*** Dataset records ***
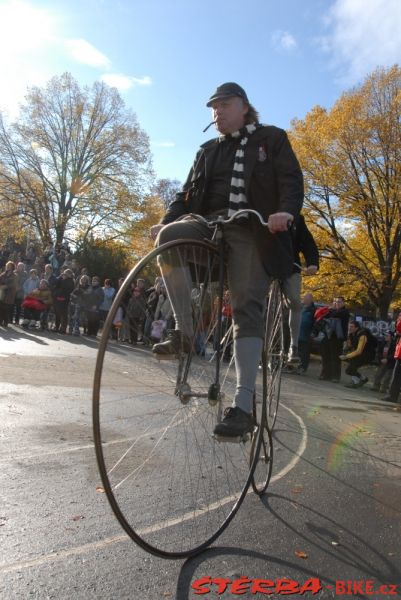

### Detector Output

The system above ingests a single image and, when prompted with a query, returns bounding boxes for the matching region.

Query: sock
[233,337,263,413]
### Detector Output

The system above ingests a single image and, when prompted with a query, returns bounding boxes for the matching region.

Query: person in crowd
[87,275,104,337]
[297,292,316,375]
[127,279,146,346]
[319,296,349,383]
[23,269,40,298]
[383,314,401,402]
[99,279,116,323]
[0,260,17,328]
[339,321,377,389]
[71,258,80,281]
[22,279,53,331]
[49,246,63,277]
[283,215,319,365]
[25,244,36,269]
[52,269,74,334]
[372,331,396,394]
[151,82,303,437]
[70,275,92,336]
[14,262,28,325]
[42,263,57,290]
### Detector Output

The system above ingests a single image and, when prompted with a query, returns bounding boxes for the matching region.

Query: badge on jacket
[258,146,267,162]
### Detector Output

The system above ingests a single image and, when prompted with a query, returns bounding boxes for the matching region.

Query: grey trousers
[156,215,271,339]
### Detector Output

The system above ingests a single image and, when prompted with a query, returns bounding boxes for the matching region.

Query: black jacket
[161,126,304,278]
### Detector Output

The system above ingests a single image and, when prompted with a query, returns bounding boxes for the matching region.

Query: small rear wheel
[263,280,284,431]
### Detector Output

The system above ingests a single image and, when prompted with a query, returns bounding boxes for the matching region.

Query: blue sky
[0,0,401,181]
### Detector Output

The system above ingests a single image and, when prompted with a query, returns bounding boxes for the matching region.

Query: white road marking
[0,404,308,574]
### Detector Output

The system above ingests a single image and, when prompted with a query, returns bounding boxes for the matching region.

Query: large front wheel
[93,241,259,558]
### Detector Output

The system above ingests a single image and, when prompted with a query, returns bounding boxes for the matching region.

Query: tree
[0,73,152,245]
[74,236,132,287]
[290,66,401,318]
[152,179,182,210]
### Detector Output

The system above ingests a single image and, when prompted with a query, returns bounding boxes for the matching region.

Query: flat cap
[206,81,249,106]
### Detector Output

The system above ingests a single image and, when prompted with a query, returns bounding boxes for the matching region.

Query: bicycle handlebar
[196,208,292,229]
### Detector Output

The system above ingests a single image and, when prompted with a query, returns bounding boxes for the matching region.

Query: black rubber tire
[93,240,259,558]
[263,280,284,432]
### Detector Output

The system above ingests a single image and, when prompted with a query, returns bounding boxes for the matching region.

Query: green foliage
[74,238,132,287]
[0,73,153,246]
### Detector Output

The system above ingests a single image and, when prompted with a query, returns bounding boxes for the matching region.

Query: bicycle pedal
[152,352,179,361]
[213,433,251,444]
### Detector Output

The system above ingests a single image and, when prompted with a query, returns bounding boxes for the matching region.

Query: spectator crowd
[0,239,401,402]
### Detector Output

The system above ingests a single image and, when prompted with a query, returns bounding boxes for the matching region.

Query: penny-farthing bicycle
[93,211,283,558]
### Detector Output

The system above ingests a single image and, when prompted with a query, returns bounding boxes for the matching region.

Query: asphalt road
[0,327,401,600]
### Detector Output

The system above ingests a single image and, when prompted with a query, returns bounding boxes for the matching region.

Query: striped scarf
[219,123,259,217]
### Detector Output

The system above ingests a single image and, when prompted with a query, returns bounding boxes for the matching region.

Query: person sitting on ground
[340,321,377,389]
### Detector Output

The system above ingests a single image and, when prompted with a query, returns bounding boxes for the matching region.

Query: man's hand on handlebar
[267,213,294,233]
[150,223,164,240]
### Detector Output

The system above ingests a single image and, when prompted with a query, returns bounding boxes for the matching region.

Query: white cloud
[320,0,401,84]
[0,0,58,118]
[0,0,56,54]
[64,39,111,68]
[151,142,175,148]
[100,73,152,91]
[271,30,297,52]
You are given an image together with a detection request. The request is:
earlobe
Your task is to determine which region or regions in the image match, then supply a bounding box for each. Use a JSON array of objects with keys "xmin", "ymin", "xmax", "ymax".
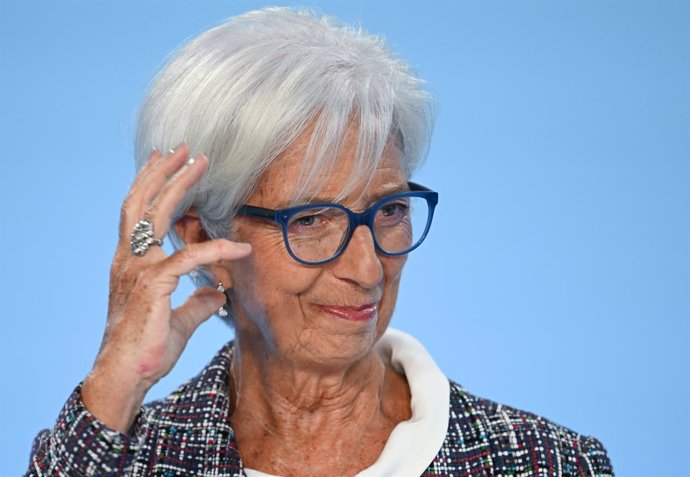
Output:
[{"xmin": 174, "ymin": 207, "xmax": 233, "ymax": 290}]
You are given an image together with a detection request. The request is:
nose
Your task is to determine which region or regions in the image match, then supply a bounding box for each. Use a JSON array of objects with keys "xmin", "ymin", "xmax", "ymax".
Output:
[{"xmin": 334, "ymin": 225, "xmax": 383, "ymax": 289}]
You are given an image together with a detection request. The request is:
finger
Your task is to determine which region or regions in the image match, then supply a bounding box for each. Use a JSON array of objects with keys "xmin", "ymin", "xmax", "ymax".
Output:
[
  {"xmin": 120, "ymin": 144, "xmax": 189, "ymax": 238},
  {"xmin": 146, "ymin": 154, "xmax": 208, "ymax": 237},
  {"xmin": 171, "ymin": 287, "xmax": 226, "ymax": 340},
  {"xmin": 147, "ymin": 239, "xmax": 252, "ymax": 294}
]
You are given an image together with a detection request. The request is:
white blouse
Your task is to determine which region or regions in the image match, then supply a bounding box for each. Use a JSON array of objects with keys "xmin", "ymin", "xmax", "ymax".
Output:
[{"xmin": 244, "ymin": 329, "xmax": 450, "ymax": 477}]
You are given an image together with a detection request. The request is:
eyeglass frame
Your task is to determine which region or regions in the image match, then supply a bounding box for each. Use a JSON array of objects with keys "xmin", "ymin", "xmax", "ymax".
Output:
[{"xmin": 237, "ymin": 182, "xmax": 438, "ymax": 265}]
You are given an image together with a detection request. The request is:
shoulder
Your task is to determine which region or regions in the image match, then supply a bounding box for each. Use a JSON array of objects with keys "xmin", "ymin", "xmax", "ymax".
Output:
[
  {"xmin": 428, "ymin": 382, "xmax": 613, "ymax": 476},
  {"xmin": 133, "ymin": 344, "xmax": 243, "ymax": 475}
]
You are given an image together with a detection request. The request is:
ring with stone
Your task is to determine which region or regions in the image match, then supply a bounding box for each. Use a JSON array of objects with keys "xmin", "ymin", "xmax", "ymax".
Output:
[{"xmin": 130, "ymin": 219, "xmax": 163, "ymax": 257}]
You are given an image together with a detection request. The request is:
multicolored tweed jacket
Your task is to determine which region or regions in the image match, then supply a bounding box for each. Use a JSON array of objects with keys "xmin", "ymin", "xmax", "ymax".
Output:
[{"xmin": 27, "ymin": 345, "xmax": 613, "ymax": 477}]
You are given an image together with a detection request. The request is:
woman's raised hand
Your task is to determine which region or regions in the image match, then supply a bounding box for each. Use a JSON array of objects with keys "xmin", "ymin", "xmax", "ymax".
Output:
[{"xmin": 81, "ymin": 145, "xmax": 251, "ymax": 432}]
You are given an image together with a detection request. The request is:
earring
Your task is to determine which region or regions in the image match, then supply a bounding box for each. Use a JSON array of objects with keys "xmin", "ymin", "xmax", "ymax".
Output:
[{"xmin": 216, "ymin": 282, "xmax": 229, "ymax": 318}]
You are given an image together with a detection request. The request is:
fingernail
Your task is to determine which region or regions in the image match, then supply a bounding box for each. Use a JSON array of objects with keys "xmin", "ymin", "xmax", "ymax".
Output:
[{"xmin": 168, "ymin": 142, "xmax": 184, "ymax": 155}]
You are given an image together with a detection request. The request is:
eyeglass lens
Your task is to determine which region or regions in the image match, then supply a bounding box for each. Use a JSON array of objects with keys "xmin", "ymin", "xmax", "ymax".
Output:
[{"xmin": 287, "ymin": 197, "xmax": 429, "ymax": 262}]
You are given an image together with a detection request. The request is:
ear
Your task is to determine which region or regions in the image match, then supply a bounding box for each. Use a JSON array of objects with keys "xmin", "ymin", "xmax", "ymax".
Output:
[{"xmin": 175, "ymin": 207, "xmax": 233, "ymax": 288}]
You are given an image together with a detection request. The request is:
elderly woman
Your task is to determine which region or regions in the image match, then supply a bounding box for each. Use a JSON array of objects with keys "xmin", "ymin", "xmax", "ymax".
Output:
***
• Exercise objective:
How many lines in the data above contain the word "bicycle"? Reply with the number only.

• Completed task:
3